JOB 1:
List each line of the records that contains the word "lighthouse".

Daddy

17 10 2007

You do not do, you do not do
Any more, black shoe
In which I have lived like a foot
For thirty years, poor and white,
Barely daring to breathe or Achoo.

Daddy, I have had to kill you.
You died before I had time—
Marble-heavy, a bag full of God,
Ghastly statue with one gray toe
Big as a Frisco seal

And a head in the freakish Atlantic
Where it pours bean green over blue
In the waters off the beautiful Nauset.
I used to pray to recover you.
Ach, du.

In the German tongue, in the Polish town
Scraped flat by the roller
Of wars, wars, wars.
But the name of the town is common.
My Polack friend

Says there are a dozen or two.
So I never could tell where you
Put your foot, your root,
I never could talk to you.
The tongue stuck in my jaw.
It stuck in a barb wire snare.
Ich, ich, ich, ich,

I could hardly speak.
I thought every German was you.
And the language obscene

An engine, an engine,
Chuffing me off like a Jew.
A Jew to Dachau, Auschwitz, Belsen.
I began to talk like a Jew.
I think I may well be a Jew.

The snows of the Tyrol, the clear beer of Vienna
Are not very pure or true.
With my gypsy ancestress and my weird luck
And my Taroc pack and my Taroc pack
I may be a bit of a Jew.

I have always been sacred of you,
With your Luftwaffe, your gobbledygoo.
And your neat mustache
And your Aryan eye, bright blue.
Panzer-man, panzer-man, O You—-

Not God but a swastika
So black no sky could squeak through.
Every woman adores a Fascist,
The boot in the face, the brute
Brute heart of a brute like you.
 
You stand at the blackboard, daddy,
In the picture I have of you,
A cleft in your chin instead of your foot
But no less a devil for that, no not
Any less the black man who

Bit my pretty red heart in two.
I was ten when they buried you.
At twenty I tried to die
And get back, back, back to you.
I thought even the bones would do.

But they pulled me out of the sack,
And they stuck me together with glue.
And then I knew what to do.
I made a model of you,
A man in black with a Meinkampf look

And a love of the rack and the screw.
And I said I do, I do.
So daddy, I’m finally through.
The black telephone’s off at the root,
The voices just can’t worm through.

If I’ve killed one man, I’ve killed two—
The vampire who said he was you
And drank my blood for a year,
Seven years, if you want to know.
Daddy, you can lie back now.

There’s a stake in your fat black heart
And the villagers never liked you.
They are dancing and stamping on you.
They always knew it was you.
Daddy, daddy, you bastard, I’m through.

Sylvia Plath





Lady Lazarus

9 10 2007

   I have done it again.
   One year in every ten
   I manage it—-
  
   A sort of walking miracle, my skin
   Bright as a Nazi lampshade,
   My right foot
  
   A paperweight,
   My face a featureless, fine
   Jew linen.
  
   Peel off the napkin
   0 my enemy.
   Do I terrify?—-
  
   The nose, the eye pits, the full set of teeth?
   The sour breath
   Will vanish in a day.
  
   Soon, soon the flesh
   The grave cave ate will be
   At home on me
  
   And I a smiling woman.
   I am only thirty.
   And like the cat I have nine times to die.
  
   This is Number Three.
   What a trash
   To annihilate each decade.

DATASET RECORDS:

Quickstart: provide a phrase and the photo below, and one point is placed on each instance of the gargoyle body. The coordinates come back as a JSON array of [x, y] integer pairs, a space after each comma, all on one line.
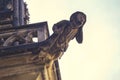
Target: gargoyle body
[[63, 32]]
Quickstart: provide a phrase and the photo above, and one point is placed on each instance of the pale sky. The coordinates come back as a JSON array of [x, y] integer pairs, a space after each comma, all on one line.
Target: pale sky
[[98, 58]]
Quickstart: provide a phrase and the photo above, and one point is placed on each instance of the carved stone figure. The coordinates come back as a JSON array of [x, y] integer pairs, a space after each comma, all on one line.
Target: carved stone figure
[[63, 32]]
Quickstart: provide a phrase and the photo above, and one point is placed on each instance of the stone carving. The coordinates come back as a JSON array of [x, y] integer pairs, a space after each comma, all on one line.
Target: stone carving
[[63, 32]]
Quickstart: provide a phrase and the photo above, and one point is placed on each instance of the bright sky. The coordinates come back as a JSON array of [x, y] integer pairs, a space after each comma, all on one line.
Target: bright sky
[[98, 58]]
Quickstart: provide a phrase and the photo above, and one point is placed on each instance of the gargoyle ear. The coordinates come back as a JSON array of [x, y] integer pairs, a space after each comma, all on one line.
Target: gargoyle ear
[[79, 35]]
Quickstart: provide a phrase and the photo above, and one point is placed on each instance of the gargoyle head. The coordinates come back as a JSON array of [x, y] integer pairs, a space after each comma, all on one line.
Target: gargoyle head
[[77, 20]]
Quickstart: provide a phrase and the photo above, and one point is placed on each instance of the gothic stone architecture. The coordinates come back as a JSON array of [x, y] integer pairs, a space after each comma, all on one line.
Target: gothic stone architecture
[[23, 59]]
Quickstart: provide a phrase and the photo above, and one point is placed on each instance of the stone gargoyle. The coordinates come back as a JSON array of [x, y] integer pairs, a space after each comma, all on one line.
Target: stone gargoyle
[[63, 31]]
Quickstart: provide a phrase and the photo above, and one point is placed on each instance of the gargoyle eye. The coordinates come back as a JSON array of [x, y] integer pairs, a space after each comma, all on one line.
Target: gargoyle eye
[[78, 22]]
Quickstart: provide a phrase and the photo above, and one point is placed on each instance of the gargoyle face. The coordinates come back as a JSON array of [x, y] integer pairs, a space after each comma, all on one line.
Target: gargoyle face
[[77, 19]]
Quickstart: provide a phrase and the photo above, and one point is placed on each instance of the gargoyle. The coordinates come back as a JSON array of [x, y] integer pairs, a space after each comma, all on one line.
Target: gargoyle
[[63, 32]]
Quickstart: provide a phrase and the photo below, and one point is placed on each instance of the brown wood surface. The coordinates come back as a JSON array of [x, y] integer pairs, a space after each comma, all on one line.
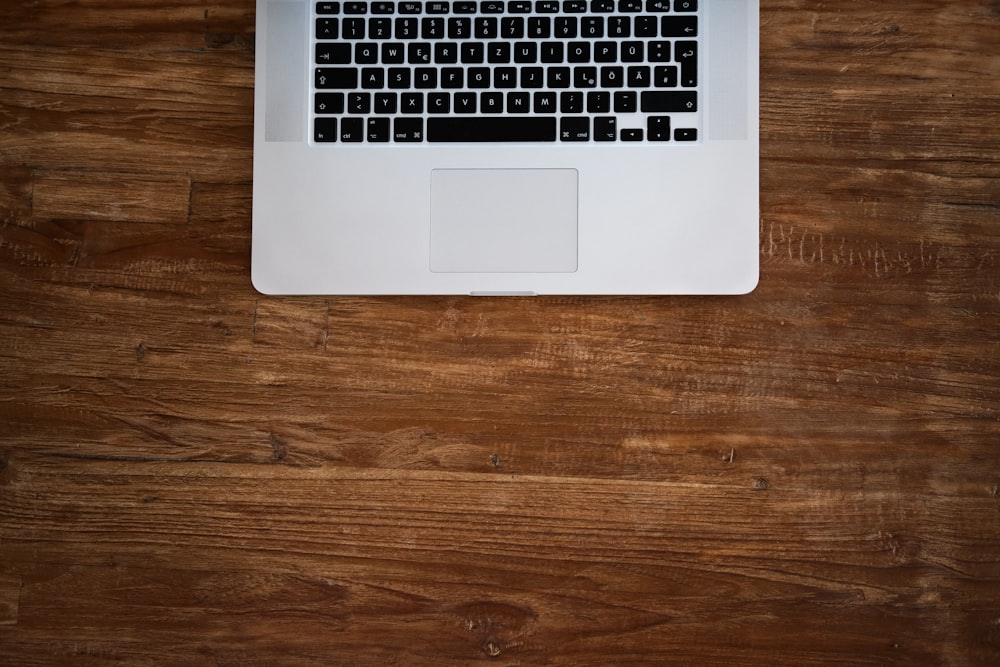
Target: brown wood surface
[[192, 473]]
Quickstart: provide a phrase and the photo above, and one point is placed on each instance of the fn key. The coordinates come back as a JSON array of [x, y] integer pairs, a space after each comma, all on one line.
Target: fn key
[[324, 129]]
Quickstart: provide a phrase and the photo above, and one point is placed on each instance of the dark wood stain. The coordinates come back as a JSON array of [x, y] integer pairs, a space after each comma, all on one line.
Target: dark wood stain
[[191, 473]]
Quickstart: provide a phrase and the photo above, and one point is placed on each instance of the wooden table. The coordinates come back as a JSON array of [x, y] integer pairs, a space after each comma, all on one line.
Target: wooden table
[[192, 473]]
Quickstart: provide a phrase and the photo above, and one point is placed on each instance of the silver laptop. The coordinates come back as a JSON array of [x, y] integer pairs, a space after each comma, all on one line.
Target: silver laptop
[[506, 147]]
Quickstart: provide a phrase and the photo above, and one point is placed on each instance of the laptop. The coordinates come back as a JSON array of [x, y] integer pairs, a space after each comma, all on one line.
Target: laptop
[[506, 147]]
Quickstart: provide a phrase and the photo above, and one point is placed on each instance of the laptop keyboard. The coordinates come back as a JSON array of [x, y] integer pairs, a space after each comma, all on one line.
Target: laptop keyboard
[[612, 71]]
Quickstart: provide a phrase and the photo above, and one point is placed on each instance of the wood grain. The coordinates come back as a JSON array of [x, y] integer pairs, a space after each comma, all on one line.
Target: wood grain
[[192, 473]]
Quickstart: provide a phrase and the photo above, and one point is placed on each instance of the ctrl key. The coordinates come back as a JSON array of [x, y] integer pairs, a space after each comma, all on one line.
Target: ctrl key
[[324, 130]]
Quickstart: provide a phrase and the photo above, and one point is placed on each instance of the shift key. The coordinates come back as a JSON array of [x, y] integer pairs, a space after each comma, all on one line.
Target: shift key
[[668, 101]]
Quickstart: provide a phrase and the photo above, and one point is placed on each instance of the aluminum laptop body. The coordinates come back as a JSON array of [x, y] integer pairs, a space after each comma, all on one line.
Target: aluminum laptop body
[[402, 148]]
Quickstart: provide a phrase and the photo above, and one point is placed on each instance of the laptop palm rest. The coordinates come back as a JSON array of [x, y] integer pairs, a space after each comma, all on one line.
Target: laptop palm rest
[[503, 220]]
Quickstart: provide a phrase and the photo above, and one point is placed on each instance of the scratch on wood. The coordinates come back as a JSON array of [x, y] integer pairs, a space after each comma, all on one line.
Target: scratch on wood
[[253, 323], [278, 448], [10, 598]]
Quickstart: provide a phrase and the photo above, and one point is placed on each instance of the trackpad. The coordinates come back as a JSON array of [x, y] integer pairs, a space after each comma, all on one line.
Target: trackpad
[[503, 220]]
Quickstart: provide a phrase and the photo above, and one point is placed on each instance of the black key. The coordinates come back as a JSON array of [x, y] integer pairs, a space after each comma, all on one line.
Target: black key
[[325, 129], [585, 77], [633, 52], [498, 53], [658, 128], [592, 26], [598, 102], [479, 77], [377, 130], [373, 78], [645, 26], [612, 77], [459, 28], [491, 128], [359, 103], [558, 77], [336, 77], [446, 53], [419, 53], [438, 103], [354, 28], [525, 52], [571, 101], [411, 103], [425, 77], [432, 27], [365, 53], [512, 27], [552, 52], [452, 77], [625, 102], [352, 130], [465, 103], [668, 101], [578, 52], [386, 103], [473, 53], [574, 128], [619, 26], [491, 103], [408, 130], [638, 76], [379, 28], [686, 53], [605, 128], [329, 103], [539, 27], [665, 76], [679, 26], [333, 54], [545, 102], [407, 28], [327, 28], [518, 102], [532, 77], [566, 27], [393, 53], [659, 52], [505, 77], [605, 52]]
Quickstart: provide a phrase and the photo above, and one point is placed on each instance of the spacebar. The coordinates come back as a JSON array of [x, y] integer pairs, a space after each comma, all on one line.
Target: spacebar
[[500, 128]]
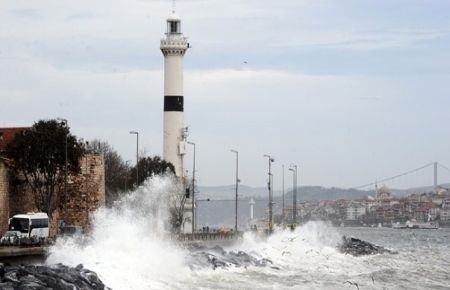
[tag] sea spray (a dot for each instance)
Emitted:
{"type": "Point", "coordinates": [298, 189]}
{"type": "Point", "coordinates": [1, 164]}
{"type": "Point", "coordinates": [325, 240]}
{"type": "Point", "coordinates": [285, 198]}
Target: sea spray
{"type": "Point", "coordinates": [128, 245]}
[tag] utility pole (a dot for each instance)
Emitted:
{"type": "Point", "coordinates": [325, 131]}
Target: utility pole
{"type": "Point", "coordinates": [435, 181]}
{"type": "Point", "coordinates": [237, 182]}
{"type": "Point", "coordinates": [193, 190]}
{"type": "Point", "coordinates": [294, 196]}
{"type": "Point", "coordinates": [137, 156]}
{"type": "Point", "coordinates": [282, 209]}
{"type": "Point", "coordinates": [65, 124]}
{"type": "Point", "coordinates": [271, 159]}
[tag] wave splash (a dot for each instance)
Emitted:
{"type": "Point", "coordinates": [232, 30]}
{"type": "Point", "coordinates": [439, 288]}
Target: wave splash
{"type": "Point", "coordinates": [128, 245]}
{"type": "Point", "coordinates": [130, 248]}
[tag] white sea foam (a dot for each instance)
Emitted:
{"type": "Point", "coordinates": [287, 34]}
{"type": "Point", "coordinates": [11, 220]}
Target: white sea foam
{"type": "Point", "coordinates": [127, 246]}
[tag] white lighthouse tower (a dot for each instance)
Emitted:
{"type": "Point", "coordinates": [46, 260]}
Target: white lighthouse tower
{"type": "Point", "coordinates": [173, 47]}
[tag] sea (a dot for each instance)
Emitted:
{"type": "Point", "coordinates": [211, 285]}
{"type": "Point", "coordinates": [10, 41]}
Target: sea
{"type": "Point", "coordinates": [129, 248]}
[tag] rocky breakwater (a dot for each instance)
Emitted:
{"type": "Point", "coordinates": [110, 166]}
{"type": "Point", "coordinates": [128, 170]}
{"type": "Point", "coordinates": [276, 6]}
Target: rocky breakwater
{"type": "Point", "coordinates": [357, 247]}
{"type": "Point", "coordinates": [216, 257]}
{"type": "Point", "coordinates": [40, 277]}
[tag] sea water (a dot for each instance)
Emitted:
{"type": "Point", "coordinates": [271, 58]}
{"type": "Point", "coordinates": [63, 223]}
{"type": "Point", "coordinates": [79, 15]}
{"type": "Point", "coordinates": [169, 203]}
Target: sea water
{"type": "Point", "coordinates": [130, 248]}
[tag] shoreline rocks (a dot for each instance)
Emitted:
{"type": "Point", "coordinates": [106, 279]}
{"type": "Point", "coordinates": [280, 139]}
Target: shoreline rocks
{"type": "Point", "coordinates": [40, 277]}
{"type": "Point", "coordinates": [357, 247]}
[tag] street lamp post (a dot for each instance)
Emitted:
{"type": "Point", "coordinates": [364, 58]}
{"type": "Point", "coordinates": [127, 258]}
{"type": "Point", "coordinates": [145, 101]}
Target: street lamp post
{"type": "Point", "coordinates": [294, 195]}
{"type": "Point", "coordinates": [193, 189]}
{"type": "Point", "coordinates": [271, 159]}
{"type": "Point", "coordinates": [237, 182]}
{"type": "Point", "coordinates": [126, 175]}
{"type": "Point", "coordinates": [65, 124]}
{"type": "Point", "coordinates": [282, 196]}
{"type": "Point", "coordinates": [137, 155]}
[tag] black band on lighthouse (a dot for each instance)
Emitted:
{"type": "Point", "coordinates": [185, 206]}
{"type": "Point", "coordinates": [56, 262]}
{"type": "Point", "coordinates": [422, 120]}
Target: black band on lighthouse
{"type": "Point", "coordinates": [173, 103]}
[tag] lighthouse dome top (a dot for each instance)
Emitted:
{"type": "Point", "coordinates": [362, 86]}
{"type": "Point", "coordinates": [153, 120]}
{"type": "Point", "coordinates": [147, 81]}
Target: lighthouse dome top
{"type": "Point", "coordinates": [173, 17]}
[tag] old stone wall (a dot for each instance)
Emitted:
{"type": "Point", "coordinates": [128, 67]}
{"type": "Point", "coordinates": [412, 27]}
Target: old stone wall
{"type": "Point", "coordinates": [4, 197]}
{"type": "Point", "coordinates": [86, 193]}
{"type": "Point", "coordinates": [87, 190]}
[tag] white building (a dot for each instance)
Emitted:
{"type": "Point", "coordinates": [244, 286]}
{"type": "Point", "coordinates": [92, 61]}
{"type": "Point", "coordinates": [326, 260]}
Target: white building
{"type": "Point", "coordinates": [355, 211]}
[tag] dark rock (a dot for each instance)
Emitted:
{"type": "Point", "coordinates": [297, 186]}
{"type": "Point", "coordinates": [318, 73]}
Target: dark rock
{"type": "Point", "coordinates": [216, 257]}
{"type": "Point", "coordinates": [357, 247]}
{"type": "Point", "coordinates": [58, 277]}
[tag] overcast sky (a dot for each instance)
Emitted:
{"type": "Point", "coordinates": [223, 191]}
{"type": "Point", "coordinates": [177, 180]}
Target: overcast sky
{"type": "Point", "coordinates": [351, 90]}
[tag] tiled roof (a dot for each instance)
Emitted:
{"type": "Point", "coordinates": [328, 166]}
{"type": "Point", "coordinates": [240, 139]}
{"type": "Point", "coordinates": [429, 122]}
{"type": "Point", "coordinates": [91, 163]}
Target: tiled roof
{"type": "Point", "coordinates": [8, 134]}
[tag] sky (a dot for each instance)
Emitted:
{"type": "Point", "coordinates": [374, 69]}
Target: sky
{"type": "Point", "coordinates": [350, 90]}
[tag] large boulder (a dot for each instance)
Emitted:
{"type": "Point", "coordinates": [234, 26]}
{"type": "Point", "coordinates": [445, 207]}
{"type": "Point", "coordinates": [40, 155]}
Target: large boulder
{"type": "Point", "coordinates": [40, 277]}
{"type": "Point", "coordinates": [357, 247]}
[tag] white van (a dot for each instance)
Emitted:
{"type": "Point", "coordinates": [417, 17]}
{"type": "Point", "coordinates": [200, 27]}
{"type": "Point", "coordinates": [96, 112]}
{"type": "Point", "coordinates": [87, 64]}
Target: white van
{"type": "Point", "coordinates": [28, 225]}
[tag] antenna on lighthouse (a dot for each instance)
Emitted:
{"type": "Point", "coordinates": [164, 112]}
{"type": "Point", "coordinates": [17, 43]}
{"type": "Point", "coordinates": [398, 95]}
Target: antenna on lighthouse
{"type": "Point", "coordinates": [174, 5]}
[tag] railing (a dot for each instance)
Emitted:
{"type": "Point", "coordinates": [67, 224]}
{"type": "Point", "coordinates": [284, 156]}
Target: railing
{"type": "Point", "coordinates": [208, 236]}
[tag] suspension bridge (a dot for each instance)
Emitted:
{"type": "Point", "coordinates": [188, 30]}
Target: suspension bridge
{"type": "Point", "coordinates": [438, 176]}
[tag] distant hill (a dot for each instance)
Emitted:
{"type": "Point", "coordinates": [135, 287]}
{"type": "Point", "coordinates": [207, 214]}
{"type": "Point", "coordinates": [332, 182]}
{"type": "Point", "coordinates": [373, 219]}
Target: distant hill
{"type": "Point", "coordinates": [305, 193]}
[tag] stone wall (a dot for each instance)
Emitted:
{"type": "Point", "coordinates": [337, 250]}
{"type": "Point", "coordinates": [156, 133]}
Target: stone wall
{"type": "Point", "coordinates": [86, 193]}
{"type": "Point", "coordinates": [4, 197]}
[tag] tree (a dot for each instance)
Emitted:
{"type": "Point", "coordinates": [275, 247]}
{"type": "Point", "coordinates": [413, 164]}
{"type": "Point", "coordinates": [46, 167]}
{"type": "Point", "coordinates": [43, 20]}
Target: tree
{"type": "Point", "coordinates": [177, 202]}
{"type": "Point", "coordinates": [149, 166]}
{"type": "Point", "coordinates": [117, 172]}
{"type": "Point", "coordinates": [39, 156]}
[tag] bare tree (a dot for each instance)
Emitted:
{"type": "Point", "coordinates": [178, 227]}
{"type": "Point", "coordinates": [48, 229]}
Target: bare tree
{"type": "Point", "coordinates": [39, 156]}
{"type": "Point", "coordinates": [177, 202]}
{"type": "Point", "coordinates": [117, 172]}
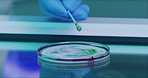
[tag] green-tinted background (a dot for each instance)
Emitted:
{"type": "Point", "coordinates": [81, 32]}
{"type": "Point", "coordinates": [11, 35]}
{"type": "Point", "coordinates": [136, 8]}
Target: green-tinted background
{"type": "Point", "coordinates": [99, 8]}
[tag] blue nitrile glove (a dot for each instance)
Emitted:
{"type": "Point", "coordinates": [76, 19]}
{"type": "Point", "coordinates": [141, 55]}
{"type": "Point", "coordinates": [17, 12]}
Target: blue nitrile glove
{"type": "Point", "coordinates": [58, 8]}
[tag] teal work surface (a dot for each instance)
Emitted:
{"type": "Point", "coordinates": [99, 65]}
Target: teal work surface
{"type": "Point", "coordinates": [19, 59]}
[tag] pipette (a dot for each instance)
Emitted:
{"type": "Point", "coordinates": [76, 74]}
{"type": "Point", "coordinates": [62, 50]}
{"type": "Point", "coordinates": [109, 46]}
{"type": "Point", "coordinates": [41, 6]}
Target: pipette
{"type": "Point", "coordinates": [78, 27]}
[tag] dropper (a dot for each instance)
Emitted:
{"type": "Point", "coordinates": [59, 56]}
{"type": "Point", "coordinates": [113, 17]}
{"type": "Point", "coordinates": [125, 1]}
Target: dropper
{"type": "Point", "coordinates": [79, 28]}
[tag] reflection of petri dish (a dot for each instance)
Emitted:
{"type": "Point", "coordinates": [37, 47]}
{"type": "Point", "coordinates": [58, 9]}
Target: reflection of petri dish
{"type": "Point", "coordinates": [74, 55]}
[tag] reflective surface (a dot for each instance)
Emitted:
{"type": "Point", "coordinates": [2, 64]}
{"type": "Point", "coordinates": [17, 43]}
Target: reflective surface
{"type": "Point", "coordinates": [19, 59]}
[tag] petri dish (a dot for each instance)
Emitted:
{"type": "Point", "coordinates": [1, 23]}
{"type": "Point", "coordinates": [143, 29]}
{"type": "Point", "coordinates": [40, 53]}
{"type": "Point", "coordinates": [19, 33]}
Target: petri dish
{"type": "Point", "coordinates": [74, 55]}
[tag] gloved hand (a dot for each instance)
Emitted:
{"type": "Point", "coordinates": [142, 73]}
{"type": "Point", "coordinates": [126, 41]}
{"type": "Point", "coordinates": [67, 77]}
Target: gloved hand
{"type": "Point", "coordinates": [58, 8]}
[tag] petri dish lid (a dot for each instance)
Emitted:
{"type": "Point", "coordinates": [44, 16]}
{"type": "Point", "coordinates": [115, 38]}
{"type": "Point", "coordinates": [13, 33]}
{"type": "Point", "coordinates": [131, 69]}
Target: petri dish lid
{"type": "Point", "coordinates": [76, 52]}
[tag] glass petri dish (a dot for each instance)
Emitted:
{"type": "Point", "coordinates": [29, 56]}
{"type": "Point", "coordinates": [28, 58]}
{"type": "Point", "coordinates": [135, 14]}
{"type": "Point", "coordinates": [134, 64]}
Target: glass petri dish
{"type": "Point", "coordinates": [74, 55]}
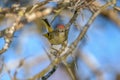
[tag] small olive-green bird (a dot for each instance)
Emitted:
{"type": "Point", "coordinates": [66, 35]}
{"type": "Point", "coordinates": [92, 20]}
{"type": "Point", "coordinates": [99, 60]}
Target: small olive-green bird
{"type": "Point", "coordinates": [57, 36]}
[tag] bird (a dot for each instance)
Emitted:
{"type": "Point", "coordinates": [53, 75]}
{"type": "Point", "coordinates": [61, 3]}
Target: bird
{"type": "Point", "coordinates": [57, 36]}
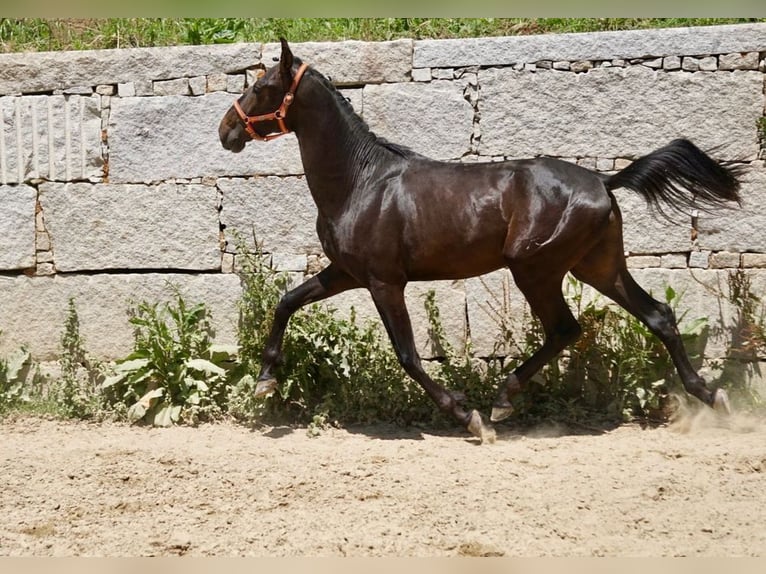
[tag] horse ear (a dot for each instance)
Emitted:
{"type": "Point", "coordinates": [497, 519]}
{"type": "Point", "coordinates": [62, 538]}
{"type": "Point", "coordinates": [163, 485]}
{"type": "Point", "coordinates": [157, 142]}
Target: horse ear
{"type": "Point", "coordinates": [286, 64]}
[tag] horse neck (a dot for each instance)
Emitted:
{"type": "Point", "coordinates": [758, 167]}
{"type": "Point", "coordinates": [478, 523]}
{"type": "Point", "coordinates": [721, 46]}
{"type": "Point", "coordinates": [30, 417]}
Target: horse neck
{"type": "Point", "coordinates": [334, 145]}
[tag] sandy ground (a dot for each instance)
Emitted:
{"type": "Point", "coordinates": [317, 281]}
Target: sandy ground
{"type": "Point", "coordinates": [692, 488]}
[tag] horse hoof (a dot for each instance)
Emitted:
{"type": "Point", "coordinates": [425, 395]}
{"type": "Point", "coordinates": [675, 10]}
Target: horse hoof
{"type": "Point", "coordinates": [721, 402]}
{"type": "Point", "coordinates": [478, 428]}
{"type": "Point", "coordinates": [265, 387]}
{"type": "Point", "coordinates": [500, 413]}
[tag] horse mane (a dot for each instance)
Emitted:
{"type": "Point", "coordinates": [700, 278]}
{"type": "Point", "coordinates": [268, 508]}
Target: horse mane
{"type": "Point", "coordinates": [360, 126]}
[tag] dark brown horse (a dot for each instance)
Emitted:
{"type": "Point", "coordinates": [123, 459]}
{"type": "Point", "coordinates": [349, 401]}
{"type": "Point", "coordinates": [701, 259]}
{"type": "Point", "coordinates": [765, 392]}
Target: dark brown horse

JOB 2:
In the poem titled Daddy, switch "glue" to "paste" and write out the passage from "I was ten when" to "together with glue." with that change.

EXERCISE RESULT 1:
[tag] white lighthouse tower (a dot for each instance)
Target: white lighthouse tower
[tag] black band on lighthouse (a dot for each instance)
Target: black band on lighthouse
[tag] lighthouse dome top (a dot for each instance)
Target: lighthouse dome top
[tag] antenna on lighthouse (a dot for each instance)
Target: antenna on lighthouse

EXERCISE RESULT 2:
I was ten when they buried you.
At twenty I tried to die
And get back, back, back to you.
I thought even the bones would do.

But they pulled me out of the sack,
And they stuck me together with paste.